• PAGE TEXT:
=== Begin Enclosure ===

What the President could have and perhaps should have said: “you can keep you plan,” if you have employer/government sponsored health insurance (80-83% of the populace) OR if you have an individual policy that will be automatically grandfathered after ACA is implemented in March, 2010 (another 5% of the populace), PROVIDED your individual policy is not subsequently terminated by your insurance company. The remaining 12-15% of the populace will have the opportunity to buy affordable healthcare insurance through government run exchanges. Depending upon income, many of these exchange shoppers will qualify for government subsidies.
The current debate centers on those grandfathered individual plans. What happens if the insurance company cancels one of these grandfathered plans? Well, it has to offer a new plan that meets the ACA criteria (a minimum of 10 new health care benefits) AND the requirements of its respective state. These new plans may have higher rates (1) because they would have higher rates regardless of ACA depending upon circumstances in the respective state, (2) because they are tiered to match policies in the Exchange (which is not an ACA requirement though perhaps a predictable convenience), (3) because they must now meet the new requirements (e.g., maternity care or prescription drug coverage), (4) because medical history can no longer be used to determine rates (people with healthy medical histories will pay more so that others with unhealthy records can pay less). Some in the press have identified state ordered policy terminations with these grandfathered plans. But, at least in California, these terminations targetted non-grandfathered plans that were not compliant with ACA. Regardless, whether the state or the insurance company terminates a plan, the conditions for replacement are essentially the same.

=== End Enclosure ===

• EXTRACTED ENTRIES:

=== Begin Enclosure ===

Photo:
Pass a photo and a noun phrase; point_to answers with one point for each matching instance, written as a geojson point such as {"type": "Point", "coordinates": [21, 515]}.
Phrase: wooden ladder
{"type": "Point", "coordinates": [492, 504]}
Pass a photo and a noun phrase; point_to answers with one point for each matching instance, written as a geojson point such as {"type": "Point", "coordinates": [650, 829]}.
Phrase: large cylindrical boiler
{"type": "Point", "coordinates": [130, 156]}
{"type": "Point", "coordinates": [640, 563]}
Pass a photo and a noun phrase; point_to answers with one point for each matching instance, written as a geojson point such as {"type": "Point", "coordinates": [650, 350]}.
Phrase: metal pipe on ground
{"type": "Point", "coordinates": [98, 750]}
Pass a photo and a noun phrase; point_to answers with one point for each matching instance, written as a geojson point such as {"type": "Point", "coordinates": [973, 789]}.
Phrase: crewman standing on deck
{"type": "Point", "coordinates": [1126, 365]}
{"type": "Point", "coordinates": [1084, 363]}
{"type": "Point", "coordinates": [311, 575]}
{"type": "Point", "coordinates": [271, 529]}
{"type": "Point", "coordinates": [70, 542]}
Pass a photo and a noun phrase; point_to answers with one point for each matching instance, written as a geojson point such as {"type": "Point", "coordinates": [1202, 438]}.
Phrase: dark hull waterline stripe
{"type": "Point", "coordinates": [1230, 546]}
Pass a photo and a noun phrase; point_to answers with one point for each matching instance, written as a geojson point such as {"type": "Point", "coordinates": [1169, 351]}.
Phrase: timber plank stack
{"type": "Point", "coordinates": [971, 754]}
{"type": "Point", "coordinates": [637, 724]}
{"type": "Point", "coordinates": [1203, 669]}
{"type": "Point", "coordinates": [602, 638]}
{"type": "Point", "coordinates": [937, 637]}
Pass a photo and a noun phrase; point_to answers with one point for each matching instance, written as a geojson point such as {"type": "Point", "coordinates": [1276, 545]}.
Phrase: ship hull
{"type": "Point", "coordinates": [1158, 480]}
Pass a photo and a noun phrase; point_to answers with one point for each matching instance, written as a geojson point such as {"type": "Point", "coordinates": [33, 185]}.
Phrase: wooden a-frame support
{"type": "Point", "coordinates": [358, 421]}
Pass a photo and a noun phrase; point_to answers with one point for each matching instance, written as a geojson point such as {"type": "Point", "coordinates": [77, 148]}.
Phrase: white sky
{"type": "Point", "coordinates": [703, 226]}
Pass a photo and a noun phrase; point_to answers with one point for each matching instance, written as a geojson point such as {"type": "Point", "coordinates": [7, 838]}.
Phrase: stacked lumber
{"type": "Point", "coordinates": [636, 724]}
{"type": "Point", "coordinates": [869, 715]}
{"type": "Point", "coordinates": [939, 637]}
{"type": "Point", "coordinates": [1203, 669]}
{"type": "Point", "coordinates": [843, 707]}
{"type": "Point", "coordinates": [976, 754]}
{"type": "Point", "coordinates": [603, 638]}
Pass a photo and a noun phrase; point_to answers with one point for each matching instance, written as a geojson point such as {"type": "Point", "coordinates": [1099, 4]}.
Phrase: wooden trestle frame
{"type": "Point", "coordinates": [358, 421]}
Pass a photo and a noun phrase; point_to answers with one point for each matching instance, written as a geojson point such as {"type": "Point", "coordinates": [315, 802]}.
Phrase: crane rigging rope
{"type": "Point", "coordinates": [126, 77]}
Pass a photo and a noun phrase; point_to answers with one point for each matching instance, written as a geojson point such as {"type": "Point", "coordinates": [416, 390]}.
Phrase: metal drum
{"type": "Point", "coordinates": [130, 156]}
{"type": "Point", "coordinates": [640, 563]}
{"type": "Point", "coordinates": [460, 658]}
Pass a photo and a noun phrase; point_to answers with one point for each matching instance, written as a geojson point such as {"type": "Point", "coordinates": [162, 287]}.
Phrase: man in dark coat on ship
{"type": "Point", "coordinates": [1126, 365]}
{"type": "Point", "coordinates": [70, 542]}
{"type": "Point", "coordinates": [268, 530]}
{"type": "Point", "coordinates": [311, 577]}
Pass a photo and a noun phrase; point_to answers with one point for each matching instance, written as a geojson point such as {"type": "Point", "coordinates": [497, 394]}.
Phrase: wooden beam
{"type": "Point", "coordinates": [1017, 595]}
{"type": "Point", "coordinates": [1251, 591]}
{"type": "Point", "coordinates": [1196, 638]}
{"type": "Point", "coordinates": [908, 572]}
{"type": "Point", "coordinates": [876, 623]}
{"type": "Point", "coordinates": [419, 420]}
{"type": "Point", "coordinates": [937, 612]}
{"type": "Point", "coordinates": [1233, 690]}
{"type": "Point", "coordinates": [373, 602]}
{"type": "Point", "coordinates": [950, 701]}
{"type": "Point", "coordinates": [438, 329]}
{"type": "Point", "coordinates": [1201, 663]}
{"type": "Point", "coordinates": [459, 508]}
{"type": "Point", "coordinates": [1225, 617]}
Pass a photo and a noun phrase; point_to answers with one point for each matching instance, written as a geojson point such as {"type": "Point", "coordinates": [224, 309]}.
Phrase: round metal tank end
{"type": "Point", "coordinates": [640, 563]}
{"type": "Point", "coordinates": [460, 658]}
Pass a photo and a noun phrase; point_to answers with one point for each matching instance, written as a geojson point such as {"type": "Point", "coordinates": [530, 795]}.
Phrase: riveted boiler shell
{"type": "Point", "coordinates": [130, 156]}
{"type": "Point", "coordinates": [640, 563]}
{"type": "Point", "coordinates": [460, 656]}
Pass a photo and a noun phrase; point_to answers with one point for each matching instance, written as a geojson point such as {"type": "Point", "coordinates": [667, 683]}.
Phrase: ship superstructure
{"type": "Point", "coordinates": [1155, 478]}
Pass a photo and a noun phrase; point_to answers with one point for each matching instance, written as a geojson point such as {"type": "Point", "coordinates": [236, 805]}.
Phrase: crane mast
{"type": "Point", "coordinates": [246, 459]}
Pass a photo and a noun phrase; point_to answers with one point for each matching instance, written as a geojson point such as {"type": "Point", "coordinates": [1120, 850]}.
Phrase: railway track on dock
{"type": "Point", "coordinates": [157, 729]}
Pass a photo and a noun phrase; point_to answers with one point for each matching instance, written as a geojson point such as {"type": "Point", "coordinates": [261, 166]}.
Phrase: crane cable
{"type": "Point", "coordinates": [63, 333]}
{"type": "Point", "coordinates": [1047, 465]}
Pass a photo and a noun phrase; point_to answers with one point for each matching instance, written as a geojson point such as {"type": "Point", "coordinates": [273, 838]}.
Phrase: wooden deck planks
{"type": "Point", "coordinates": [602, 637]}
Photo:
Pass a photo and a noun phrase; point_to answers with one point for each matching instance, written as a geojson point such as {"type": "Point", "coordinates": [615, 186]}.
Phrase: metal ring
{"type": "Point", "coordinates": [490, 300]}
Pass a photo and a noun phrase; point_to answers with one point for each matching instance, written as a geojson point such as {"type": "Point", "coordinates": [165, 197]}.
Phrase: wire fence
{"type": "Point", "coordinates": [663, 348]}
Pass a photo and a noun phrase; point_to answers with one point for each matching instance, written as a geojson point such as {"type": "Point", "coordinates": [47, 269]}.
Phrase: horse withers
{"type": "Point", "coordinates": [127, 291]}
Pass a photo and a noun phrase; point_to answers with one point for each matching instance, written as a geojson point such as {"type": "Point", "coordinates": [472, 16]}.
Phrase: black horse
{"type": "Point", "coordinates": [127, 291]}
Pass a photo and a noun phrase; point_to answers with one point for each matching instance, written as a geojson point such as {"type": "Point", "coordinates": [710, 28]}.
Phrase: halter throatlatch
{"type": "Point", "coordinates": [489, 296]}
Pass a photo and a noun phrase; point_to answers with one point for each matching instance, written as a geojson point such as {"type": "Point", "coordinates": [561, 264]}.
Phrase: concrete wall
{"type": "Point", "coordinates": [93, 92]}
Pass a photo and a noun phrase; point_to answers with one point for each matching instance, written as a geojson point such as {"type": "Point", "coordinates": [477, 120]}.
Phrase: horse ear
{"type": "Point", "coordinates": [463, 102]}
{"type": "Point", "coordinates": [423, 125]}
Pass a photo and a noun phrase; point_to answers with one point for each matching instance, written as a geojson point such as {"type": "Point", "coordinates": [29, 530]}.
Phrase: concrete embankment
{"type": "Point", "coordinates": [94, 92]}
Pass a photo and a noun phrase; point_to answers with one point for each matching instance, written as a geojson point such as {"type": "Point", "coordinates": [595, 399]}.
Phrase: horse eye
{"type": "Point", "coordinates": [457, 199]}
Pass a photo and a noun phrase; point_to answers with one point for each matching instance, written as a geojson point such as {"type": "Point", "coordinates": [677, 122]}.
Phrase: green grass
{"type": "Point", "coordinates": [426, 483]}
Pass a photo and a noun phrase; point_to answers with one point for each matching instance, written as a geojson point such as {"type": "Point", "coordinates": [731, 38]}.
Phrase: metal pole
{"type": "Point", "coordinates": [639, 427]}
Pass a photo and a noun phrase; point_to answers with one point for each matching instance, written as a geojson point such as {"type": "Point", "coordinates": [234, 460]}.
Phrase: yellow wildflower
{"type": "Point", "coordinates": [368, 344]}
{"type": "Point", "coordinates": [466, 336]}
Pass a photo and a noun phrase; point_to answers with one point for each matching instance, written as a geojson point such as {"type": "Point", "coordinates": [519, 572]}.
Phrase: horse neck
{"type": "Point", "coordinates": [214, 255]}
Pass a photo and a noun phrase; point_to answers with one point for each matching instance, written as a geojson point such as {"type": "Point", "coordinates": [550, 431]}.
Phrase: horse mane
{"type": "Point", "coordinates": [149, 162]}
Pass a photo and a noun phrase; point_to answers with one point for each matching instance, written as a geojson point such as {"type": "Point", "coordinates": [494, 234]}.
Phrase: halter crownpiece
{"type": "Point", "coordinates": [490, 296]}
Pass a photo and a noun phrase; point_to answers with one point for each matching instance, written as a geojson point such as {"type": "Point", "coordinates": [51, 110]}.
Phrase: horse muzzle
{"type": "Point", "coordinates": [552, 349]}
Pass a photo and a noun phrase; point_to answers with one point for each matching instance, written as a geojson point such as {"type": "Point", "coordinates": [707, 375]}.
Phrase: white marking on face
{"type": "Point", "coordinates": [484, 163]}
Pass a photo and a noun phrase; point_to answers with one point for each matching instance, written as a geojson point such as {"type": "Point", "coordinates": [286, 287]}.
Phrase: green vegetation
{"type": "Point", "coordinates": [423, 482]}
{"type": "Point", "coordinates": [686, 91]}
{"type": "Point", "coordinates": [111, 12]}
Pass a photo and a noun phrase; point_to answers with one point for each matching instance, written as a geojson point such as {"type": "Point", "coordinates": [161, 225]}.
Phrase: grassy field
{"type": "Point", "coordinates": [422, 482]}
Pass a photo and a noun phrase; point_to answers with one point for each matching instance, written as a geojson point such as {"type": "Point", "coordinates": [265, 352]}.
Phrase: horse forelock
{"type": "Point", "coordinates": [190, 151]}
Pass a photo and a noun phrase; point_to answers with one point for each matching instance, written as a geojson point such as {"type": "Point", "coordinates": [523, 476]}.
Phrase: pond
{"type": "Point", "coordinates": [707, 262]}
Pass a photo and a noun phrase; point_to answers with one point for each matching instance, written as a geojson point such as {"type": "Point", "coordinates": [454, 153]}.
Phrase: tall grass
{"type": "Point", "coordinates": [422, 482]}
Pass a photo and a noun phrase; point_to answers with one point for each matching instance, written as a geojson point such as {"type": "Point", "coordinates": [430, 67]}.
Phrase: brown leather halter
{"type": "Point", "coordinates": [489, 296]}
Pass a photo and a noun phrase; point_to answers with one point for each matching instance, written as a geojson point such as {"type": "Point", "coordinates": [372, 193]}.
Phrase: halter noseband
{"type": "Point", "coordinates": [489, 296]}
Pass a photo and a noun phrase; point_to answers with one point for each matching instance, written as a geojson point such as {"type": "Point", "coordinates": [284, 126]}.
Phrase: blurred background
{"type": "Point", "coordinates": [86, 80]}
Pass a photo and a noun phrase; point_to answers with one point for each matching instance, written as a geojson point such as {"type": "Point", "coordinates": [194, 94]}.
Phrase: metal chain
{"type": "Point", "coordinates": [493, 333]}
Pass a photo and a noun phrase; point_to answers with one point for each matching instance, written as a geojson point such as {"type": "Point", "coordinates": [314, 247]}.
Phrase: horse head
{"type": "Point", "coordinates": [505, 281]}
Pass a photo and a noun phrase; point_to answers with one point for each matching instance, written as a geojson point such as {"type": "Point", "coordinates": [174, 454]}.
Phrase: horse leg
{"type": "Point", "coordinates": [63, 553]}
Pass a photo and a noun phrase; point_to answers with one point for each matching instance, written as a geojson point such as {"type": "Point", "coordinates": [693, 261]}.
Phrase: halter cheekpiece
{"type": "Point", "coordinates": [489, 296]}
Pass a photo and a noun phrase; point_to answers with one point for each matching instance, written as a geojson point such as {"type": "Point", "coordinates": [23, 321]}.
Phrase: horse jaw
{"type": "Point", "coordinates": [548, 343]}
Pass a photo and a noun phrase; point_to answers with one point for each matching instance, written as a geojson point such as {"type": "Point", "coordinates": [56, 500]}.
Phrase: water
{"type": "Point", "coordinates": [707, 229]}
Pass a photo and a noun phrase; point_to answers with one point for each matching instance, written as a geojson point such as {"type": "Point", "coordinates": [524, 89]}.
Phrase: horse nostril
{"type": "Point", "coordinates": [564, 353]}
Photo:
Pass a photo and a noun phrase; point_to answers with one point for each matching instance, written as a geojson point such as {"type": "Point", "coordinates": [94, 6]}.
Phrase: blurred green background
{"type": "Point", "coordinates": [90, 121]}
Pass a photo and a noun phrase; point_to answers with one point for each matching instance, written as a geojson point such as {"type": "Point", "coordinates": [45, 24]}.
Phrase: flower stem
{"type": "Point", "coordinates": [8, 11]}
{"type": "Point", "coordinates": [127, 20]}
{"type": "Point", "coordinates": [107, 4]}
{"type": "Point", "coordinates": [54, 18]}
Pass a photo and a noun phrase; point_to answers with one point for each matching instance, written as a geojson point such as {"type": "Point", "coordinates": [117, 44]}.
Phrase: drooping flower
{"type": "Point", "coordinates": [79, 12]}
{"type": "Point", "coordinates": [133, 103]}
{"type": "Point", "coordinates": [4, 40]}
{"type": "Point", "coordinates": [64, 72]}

=== End Enclosure ===

• TASKS TO PERFORM:
1. Answer from the text on grandfathered health plans:
(a) What share of the populace has employer or government sponsored health insurance?
(b) At minimum, how many new health care benefits must a replacement plan include to meet the ACA criteria?
(c) In California, what kind of plans did the terminations target?
2. Write the next part of the text on grandfathered health plans, picking up after its last sentence.
The lines have no connection to the text on grandfathered health plans.

• PER-TASK OUTPUTS:
1.
(a) 80-83% of the populace.
(b) A minimum of 10 new health care benefits.
(c) Non-grandfathered plans that were not compliant with ACA.

2.
Potential impacts for these new individual plans may include higher premiums and higher deductibles, though out-of-pocket annual expense is limited to $6350.00. Also, some insurance companies may change from PPO (preferred provider organization) to EPO (exclusive provider organization), forcing a potential change in doctors. On the plus side, many with terminated individual plans will find cheaper plans on the exchanges than what is offered by their current insurance company. Also, they may qualify for subsidies. Best guess is that most of these people had individual plans because they were unemployed or because they worked for small businesses that could not afford the premiums. Likely, many of these people will qualify for subsidies. There may also be some very rich people in the individual insurance plan market. Remember the richest 1% (who control 40% of the nation’s wealth) don’t necessarily work for a living. Like the recent Republican candidate for President, their income comes from securities in which case an individual insurance plan with low cost premiums and high deductibles may appear as a bargain for somebody in these circumstances with reasonably good health.
The bottom line is that there are too many variables in the implementation of ACA that must be worked through before any definitive statement on its success or failure can be made. Much of the rumble on cable TV and the distortions emanating from Washington polities are merely self-serving garble. We are at the beginning of a sea-change in America’s health care provisioning system. It’s going to take years to fully stabilize and hone this system, much as it did with Medicare.